» WHAT THE EXERCISE ASKS
Reproduce every line of the data below, requests included, but scale each bounding box coordinate in the answers by 1.95 and round it to a whole number, with halves rounded up. Omit the pictures from your output.
___ DATA SUPPLIED
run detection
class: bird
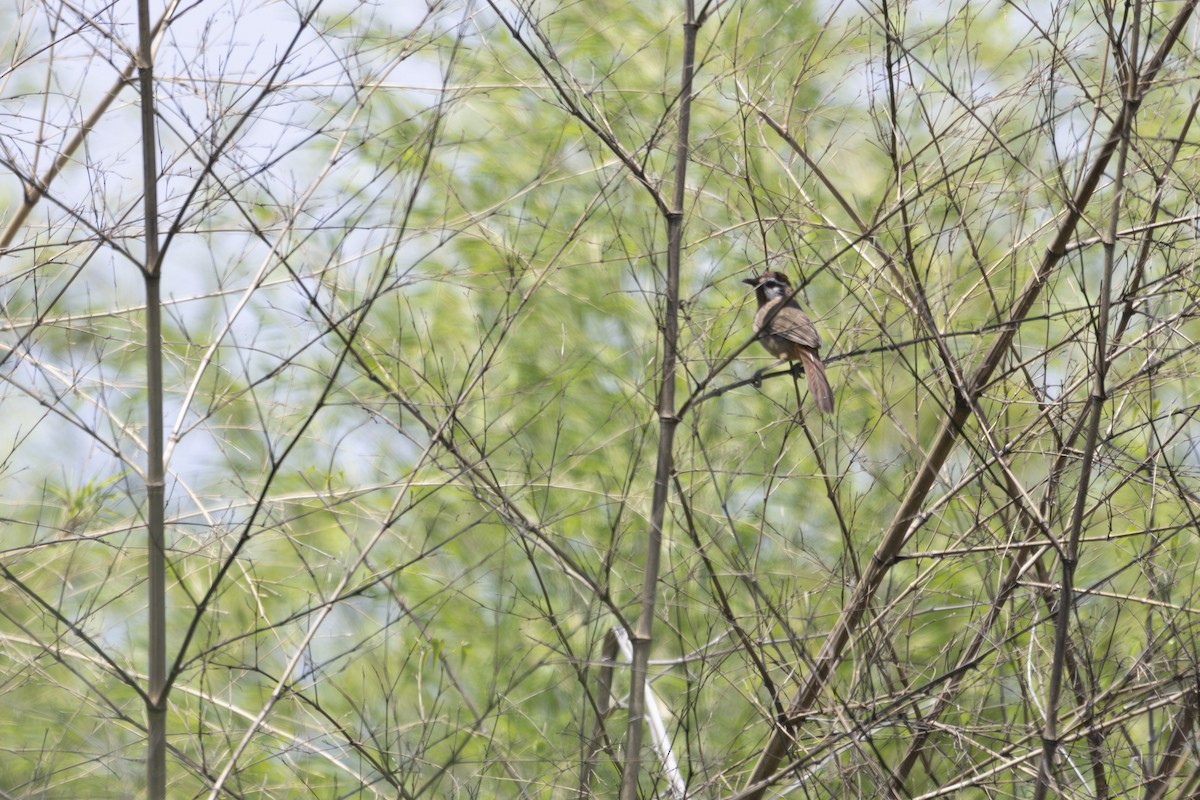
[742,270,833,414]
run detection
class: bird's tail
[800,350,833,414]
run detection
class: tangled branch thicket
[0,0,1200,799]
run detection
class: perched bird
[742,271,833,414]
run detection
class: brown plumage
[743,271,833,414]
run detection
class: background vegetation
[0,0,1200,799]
______
» RESPONSE TO THIS EXERCISE
run detection
class: bird
[1447,527,1624,807]
run detection
class: bird's tail
[1560,683,1624,807]
run detection
class: tangled branch thicket
[0,0,2340,1558]
run detection
class: perched bird
[1447,528,1624,807]
run detection
class: brown plumage
[1449,528,1624,807]
run detection
class: background vegetation
[0,0,2340,1558]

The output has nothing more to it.